** start EXCERPTED DATA **

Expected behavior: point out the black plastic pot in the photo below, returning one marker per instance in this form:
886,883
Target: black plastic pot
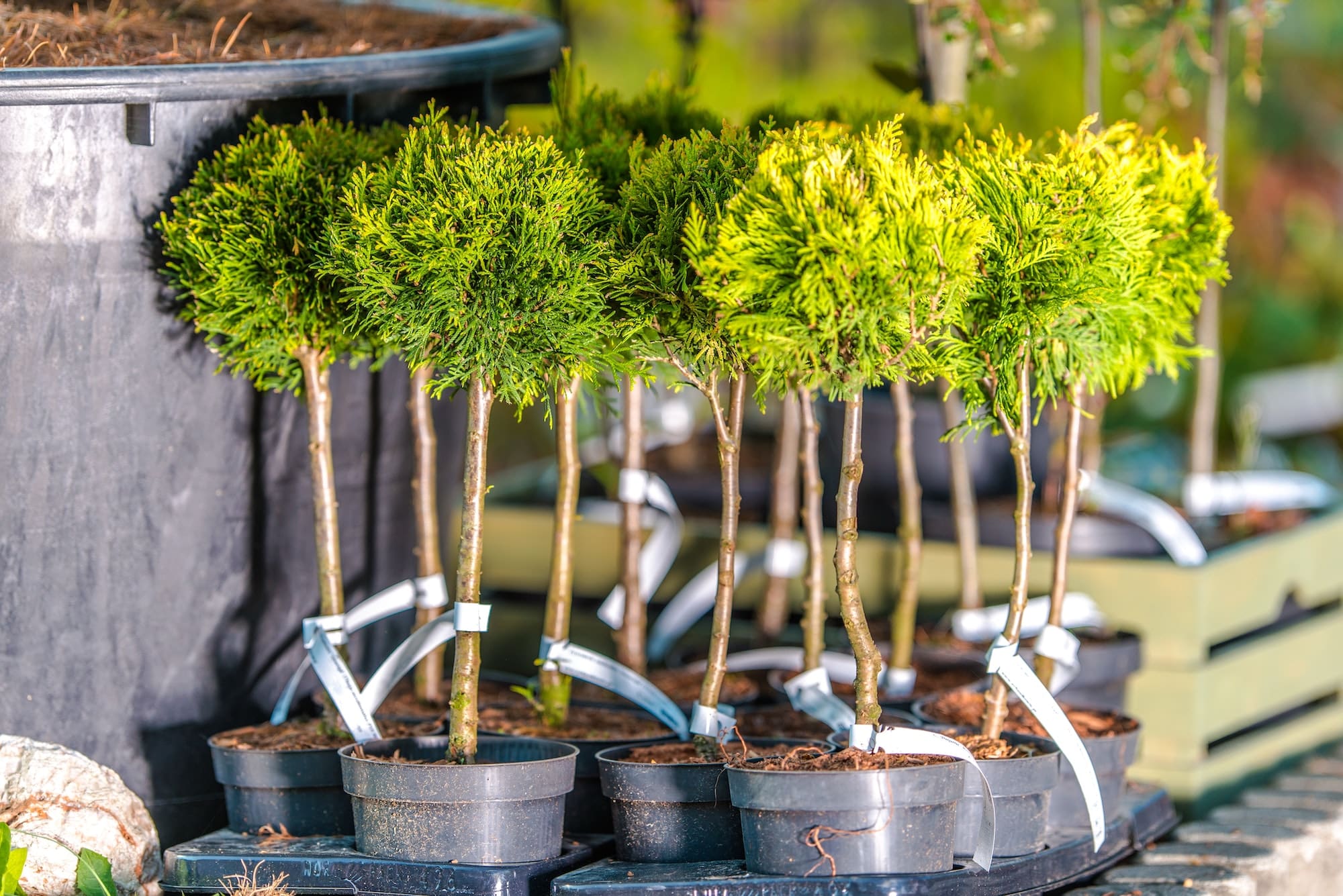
508,808
295,791
672,813
896,822
1111,757
1021,792
95,360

** end EXCERPTED DATA **

Please reproduce all of the data above, shifting every answer coordinate up by 36 and keeping all other lines unchanged. Leave the pictures out.

Expected behavior: point out the black plastic pot in the photo below, returning one marker per instance in this form:
886,883
Target: black plastic pot
544,844
331,827
708,849
932,858
1147,793
1057,828
131,396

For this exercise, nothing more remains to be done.